What you need to do: Pick out and copy each line in the entries below that contains the word "dark".

Task input:
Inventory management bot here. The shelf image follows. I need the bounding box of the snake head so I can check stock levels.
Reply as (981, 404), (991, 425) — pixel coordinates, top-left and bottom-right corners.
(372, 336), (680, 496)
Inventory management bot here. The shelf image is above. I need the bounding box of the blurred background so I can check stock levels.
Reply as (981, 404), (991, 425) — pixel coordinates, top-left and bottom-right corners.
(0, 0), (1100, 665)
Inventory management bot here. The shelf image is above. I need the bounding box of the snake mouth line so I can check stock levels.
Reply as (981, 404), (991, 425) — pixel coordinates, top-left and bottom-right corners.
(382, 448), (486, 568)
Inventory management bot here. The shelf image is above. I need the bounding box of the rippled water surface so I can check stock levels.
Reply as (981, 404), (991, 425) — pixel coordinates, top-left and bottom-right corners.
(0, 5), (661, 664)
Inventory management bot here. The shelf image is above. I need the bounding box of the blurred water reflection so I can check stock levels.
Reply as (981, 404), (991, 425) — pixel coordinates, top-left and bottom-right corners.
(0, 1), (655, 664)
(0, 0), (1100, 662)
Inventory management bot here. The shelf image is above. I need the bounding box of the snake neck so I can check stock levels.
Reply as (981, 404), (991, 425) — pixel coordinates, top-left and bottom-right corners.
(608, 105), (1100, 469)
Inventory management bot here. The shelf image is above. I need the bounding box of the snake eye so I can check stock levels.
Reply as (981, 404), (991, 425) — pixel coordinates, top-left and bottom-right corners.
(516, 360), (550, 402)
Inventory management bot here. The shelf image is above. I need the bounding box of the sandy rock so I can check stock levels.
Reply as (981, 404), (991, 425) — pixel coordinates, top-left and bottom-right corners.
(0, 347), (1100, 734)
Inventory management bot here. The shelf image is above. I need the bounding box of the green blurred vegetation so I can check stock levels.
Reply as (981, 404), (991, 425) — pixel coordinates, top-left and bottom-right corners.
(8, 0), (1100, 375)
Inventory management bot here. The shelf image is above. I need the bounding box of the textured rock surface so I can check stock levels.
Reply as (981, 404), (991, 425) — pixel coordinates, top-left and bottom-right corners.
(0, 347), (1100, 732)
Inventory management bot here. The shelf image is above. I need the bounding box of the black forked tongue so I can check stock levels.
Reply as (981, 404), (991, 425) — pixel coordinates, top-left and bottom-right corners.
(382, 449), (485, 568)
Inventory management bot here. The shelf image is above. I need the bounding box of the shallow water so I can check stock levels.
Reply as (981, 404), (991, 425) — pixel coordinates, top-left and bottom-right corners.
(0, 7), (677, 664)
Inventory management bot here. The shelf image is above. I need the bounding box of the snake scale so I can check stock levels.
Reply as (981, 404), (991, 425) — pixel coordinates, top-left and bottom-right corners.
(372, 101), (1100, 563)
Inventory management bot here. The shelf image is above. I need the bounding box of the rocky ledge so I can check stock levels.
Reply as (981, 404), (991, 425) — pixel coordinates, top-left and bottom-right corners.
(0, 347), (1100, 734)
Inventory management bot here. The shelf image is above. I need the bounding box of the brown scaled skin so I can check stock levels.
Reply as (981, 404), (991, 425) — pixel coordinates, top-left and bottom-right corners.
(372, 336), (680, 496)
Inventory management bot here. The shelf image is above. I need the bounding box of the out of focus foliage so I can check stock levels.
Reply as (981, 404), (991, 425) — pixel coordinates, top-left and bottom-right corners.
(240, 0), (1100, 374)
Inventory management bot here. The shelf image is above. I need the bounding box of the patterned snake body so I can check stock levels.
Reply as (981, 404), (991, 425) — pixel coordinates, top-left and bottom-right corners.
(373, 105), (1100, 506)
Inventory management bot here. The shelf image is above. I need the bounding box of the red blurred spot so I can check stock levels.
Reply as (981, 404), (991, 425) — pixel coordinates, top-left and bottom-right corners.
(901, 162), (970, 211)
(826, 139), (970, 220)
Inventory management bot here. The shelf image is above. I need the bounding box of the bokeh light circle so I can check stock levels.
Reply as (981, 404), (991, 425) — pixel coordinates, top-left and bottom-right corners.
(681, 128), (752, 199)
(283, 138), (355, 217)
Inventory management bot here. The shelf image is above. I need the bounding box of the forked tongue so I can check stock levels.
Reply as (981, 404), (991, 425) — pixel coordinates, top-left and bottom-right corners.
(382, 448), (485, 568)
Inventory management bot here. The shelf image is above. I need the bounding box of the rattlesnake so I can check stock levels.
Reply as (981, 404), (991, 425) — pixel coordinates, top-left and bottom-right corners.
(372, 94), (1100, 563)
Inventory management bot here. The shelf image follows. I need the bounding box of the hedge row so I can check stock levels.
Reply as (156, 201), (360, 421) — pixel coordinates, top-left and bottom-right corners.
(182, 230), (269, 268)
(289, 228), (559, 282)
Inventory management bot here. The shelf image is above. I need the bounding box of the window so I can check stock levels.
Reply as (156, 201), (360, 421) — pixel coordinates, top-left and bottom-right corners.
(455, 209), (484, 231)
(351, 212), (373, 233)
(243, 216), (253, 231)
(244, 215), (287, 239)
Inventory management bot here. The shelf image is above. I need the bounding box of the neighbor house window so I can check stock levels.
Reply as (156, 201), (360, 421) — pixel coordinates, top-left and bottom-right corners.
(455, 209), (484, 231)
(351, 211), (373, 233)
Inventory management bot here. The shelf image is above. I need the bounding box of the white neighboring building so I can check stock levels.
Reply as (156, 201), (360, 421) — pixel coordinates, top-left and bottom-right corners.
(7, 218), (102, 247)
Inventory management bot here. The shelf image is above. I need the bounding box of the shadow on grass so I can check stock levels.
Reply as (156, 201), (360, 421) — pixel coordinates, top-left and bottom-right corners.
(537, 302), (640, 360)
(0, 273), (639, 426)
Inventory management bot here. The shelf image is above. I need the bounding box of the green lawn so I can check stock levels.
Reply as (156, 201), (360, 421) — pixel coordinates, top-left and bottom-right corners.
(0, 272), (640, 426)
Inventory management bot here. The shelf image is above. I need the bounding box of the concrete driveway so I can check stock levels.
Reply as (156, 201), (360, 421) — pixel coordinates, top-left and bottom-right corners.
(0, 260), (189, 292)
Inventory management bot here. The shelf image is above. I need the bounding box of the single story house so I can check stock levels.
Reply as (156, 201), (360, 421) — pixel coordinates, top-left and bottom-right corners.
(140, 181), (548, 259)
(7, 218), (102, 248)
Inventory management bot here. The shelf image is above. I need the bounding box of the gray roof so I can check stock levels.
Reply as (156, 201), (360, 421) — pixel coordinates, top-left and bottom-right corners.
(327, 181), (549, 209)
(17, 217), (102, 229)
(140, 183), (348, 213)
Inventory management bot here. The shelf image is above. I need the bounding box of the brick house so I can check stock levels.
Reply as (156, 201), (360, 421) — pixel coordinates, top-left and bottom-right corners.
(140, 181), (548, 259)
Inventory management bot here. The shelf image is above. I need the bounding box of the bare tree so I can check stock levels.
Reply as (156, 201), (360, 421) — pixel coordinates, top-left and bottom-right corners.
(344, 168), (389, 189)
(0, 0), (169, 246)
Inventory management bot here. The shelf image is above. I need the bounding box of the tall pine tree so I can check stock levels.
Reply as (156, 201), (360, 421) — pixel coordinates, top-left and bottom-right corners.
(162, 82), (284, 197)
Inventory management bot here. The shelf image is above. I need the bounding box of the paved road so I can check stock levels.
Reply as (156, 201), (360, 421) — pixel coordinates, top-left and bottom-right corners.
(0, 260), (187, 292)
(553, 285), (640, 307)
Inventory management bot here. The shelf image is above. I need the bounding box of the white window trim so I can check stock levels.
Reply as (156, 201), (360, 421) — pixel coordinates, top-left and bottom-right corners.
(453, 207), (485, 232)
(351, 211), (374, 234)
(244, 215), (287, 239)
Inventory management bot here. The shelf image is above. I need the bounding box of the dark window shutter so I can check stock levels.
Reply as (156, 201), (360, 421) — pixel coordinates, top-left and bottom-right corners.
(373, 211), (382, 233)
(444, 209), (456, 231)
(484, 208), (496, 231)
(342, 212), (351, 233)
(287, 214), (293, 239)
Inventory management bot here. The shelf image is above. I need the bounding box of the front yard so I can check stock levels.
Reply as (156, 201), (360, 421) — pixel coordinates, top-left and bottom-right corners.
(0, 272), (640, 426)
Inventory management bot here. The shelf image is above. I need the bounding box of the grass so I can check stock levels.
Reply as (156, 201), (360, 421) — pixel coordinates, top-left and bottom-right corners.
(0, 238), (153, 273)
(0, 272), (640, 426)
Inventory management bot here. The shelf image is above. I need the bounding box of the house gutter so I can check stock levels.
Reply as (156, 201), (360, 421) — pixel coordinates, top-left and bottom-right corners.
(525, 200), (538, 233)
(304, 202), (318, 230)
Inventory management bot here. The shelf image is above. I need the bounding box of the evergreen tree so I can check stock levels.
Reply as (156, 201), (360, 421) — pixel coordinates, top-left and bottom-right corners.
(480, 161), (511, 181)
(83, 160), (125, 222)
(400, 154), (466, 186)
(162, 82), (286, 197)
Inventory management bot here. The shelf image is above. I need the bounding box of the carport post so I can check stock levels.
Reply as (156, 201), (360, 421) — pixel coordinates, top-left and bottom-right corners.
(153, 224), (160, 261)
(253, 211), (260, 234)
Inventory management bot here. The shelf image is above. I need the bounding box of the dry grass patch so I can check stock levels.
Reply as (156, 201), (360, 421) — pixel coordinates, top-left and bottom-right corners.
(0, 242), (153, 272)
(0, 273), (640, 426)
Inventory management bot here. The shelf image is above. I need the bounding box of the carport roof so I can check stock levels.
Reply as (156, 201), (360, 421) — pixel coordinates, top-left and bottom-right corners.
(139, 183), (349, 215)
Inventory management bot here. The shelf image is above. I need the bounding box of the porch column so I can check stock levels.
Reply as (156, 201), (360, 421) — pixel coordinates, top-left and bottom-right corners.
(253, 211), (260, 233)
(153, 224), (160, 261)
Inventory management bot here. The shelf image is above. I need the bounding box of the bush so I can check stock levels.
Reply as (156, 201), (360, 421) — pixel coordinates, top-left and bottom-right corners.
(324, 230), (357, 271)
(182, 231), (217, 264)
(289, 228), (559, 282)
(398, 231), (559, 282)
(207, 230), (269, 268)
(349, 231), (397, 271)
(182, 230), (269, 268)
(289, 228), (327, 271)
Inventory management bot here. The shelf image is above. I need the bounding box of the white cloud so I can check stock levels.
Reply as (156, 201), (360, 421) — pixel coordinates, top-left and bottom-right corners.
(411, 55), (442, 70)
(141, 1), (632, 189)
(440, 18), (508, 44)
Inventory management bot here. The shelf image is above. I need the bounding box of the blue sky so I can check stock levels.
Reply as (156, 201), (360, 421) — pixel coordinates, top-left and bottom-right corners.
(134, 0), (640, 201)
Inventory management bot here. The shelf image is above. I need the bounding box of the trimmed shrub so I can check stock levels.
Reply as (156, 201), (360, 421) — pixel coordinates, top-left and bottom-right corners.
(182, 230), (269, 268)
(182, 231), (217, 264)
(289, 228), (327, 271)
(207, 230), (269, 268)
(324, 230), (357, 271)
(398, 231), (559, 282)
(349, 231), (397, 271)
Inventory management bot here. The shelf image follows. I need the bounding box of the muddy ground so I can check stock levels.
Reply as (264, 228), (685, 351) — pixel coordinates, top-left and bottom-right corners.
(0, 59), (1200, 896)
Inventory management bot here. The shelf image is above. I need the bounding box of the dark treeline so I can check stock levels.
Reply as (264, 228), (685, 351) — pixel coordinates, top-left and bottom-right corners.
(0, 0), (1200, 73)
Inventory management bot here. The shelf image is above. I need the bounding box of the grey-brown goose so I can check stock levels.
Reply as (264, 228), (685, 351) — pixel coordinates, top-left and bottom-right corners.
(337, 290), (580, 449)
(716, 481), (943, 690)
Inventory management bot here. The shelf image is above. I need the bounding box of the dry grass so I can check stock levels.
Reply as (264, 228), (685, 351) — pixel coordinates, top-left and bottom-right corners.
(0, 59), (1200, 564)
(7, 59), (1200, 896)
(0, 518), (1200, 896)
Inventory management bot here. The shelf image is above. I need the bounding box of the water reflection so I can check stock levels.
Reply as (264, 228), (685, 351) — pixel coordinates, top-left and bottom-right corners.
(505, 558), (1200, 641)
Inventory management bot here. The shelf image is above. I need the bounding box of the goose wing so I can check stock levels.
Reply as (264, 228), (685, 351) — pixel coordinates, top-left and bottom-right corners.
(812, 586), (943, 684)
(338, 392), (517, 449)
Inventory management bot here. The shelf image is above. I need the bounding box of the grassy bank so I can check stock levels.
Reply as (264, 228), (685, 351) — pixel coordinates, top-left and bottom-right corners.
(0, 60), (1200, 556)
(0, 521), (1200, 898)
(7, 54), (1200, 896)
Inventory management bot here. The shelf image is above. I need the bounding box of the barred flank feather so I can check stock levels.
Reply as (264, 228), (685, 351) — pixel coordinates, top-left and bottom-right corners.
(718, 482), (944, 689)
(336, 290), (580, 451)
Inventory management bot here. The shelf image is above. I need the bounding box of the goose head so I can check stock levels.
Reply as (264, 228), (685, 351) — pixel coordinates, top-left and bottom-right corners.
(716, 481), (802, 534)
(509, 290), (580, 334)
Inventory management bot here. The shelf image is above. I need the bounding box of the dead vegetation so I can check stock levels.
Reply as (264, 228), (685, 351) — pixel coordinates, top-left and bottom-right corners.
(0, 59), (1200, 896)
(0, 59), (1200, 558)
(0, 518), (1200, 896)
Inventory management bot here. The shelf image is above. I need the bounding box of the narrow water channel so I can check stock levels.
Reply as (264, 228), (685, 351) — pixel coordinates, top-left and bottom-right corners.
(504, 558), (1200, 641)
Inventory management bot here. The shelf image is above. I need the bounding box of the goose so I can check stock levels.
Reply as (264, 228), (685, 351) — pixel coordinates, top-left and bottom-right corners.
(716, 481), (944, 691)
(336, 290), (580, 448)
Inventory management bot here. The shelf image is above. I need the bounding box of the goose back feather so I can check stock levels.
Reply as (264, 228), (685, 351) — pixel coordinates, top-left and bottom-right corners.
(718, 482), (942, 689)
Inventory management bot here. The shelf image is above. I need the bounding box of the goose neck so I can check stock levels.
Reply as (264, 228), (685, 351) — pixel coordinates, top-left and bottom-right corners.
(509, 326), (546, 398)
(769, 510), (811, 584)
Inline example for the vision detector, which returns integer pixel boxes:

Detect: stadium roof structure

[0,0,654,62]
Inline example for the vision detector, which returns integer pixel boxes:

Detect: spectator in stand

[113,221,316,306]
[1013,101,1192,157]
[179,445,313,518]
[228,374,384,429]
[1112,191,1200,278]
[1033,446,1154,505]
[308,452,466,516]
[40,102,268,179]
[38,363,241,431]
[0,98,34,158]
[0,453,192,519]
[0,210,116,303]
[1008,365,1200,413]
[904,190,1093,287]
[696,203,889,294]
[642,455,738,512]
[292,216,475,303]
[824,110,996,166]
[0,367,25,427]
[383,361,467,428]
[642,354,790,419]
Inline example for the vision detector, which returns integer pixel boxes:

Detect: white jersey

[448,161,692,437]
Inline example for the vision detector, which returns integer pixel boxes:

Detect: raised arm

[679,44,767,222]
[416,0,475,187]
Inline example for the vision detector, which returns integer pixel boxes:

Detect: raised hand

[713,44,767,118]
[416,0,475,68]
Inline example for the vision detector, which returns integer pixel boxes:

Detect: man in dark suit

Answer to the exercise:
Inventory management bot here. The shelf image is above. I need the bounding box of the dark window shutter so I can check stock levels.
Inventory management bot here. The shelf image is above. I need the bounding box of the dark treeline so I can check stock levels.
Detect: man in dark suit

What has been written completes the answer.